**Extracted data:**
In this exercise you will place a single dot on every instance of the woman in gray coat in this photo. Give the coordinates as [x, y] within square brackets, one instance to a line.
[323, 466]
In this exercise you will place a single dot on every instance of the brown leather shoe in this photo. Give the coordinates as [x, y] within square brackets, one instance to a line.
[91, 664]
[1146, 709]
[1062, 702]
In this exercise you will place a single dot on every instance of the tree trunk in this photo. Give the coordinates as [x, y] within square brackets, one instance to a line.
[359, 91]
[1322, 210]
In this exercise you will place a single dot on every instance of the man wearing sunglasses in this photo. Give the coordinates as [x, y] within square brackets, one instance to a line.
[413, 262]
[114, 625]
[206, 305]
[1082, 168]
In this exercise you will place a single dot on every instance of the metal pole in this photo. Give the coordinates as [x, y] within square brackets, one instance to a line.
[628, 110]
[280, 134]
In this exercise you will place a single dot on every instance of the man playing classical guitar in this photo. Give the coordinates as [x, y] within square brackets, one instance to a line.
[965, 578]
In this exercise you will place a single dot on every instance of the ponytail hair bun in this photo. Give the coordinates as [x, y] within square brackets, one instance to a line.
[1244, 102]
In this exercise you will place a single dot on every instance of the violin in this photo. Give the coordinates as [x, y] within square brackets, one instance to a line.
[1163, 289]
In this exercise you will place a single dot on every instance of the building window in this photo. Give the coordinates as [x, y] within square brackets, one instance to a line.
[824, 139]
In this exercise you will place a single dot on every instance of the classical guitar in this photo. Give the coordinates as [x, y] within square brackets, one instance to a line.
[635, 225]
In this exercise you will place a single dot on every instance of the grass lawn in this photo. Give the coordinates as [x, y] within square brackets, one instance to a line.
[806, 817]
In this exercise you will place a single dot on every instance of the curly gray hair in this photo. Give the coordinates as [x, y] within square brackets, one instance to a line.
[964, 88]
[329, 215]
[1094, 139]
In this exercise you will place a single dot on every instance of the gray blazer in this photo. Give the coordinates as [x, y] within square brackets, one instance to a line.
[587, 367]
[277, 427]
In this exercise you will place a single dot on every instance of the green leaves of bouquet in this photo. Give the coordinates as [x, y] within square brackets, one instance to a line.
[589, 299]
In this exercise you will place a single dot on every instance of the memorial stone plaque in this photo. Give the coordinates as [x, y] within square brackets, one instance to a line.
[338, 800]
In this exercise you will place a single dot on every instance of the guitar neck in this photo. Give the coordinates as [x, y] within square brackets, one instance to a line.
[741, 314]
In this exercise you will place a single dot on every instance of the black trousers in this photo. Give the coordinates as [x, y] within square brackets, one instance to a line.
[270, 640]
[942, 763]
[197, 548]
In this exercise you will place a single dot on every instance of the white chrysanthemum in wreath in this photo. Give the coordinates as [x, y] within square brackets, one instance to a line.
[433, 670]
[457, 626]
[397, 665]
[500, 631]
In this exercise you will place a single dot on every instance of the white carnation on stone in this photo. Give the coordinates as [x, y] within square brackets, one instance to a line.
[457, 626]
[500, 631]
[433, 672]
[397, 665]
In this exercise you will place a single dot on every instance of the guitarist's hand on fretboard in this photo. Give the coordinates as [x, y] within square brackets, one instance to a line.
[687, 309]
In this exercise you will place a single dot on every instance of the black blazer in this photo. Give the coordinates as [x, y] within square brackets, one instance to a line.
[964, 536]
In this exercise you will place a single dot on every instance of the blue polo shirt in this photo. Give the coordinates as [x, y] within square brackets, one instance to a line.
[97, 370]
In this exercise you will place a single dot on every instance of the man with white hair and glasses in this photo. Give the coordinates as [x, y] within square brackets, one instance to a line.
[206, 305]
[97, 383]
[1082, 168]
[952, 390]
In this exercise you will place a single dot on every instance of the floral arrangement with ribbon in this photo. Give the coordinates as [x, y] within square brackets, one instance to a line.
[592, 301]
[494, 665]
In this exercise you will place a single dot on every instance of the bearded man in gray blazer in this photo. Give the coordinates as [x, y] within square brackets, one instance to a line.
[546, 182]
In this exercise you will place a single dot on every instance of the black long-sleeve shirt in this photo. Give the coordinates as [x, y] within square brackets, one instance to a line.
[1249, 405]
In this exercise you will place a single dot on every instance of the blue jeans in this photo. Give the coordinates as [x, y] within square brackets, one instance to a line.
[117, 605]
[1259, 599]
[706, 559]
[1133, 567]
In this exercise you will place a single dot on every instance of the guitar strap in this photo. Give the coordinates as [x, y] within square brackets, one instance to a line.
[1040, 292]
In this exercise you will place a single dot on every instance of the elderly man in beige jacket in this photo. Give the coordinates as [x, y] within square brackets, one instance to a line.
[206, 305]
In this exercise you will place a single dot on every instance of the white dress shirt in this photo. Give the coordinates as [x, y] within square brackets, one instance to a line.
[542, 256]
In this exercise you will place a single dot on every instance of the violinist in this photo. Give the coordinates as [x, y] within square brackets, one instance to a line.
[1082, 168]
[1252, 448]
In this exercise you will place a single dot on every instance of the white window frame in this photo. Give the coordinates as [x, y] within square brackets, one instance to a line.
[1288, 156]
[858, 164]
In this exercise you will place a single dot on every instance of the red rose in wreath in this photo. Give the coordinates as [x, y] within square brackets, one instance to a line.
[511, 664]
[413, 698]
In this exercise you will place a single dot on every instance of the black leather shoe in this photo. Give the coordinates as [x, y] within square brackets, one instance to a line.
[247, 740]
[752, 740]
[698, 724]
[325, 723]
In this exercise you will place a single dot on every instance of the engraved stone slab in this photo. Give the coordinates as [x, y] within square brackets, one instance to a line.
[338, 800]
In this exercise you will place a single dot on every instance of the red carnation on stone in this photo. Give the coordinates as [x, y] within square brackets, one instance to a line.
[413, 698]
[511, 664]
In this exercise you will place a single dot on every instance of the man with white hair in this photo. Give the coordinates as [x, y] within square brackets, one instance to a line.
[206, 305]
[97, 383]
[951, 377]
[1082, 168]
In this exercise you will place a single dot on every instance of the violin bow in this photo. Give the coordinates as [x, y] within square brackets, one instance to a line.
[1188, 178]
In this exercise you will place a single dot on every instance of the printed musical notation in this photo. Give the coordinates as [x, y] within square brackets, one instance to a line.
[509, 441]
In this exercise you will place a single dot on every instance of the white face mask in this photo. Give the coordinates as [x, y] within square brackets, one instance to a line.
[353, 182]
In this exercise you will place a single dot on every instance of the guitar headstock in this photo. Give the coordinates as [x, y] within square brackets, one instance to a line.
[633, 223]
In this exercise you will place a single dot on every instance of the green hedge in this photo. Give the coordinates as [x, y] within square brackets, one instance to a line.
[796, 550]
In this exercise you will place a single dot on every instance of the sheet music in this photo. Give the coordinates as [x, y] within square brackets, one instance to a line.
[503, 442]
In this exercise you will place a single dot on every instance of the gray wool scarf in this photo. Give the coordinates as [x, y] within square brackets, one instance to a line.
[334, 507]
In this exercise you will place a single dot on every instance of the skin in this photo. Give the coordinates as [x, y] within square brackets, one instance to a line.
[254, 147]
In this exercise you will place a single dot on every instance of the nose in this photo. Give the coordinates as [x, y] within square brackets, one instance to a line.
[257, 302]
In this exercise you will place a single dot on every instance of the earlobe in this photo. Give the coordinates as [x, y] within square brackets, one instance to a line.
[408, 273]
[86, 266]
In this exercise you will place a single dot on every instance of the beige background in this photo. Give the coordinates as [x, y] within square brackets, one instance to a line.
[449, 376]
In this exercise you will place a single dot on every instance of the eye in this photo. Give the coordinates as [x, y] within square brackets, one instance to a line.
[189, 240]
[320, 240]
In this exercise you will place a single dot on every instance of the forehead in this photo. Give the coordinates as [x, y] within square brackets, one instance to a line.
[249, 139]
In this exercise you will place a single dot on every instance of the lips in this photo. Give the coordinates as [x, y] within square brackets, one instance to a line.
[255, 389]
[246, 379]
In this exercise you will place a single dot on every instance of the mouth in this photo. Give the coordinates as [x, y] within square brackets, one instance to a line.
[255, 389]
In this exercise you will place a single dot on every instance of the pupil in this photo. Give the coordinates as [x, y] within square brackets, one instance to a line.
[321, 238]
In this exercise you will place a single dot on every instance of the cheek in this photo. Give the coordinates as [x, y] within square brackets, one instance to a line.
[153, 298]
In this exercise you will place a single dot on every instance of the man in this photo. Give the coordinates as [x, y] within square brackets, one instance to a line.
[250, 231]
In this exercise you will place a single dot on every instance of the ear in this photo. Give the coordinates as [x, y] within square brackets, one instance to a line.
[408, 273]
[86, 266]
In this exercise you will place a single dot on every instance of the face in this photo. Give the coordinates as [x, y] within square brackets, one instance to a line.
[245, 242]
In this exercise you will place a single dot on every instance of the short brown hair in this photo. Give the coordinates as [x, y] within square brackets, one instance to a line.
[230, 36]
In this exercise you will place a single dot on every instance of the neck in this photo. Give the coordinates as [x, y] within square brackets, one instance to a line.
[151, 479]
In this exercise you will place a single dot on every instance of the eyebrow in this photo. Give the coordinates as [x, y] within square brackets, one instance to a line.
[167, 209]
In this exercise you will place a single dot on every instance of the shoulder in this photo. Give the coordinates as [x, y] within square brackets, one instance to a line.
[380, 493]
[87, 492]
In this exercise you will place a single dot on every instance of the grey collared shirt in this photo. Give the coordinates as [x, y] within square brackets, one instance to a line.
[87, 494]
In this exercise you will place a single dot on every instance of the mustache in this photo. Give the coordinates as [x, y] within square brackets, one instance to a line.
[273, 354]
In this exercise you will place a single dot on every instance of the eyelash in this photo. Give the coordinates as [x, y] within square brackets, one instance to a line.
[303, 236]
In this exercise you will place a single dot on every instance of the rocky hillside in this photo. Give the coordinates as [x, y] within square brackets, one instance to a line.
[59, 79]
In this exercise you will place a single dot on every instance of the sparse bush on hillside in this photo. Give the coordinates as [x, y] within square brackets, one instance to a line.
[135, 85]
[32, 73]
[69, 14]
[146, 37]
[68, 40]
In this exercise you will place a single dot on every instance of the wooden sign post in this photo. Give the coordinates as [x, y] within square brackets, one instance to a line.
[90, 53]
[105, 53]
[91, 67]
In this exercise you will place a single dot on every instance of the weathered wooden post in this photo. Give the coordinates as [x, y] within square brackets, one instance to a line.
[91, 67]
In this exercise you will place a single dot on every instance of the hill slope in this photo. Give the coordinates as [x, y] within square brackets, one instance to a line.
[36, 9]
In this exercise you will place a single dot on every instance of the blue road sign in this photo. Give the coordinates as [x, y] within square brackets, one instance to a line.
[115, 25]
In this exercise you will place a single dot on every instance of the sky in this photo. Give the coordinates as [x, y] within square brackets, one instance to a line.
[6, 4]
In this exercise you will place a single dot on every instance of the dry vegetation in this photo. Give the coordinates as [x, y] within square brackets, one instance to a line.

**Task statement:** Starting at the line that contains "of the hill", write out every line to the end of the entries, exactly as given.

**Response to this exercise:**
In this exercise you will place a single dot on every instance of the hill slope in this photo. Give the coordinates as [x, y] within square brackets, one instance to a line.
[36, 9]
In this exercise you will place a single dot on every instance of the blue road sign in this photo. Give the coordinates as [x, y] within square brackets, one instance to a line.
[115, 25]
In this exercise you will place a single dot on every instance of the sky in this photo. Give the coordinates as [x, y] within square brackets, one instance to a line.
[6, 4]
In this exercise you will place a single dot on every instance of the dry vegetation in this photo. Give the coordinates as [x, y] within square brackets, one instance to a line.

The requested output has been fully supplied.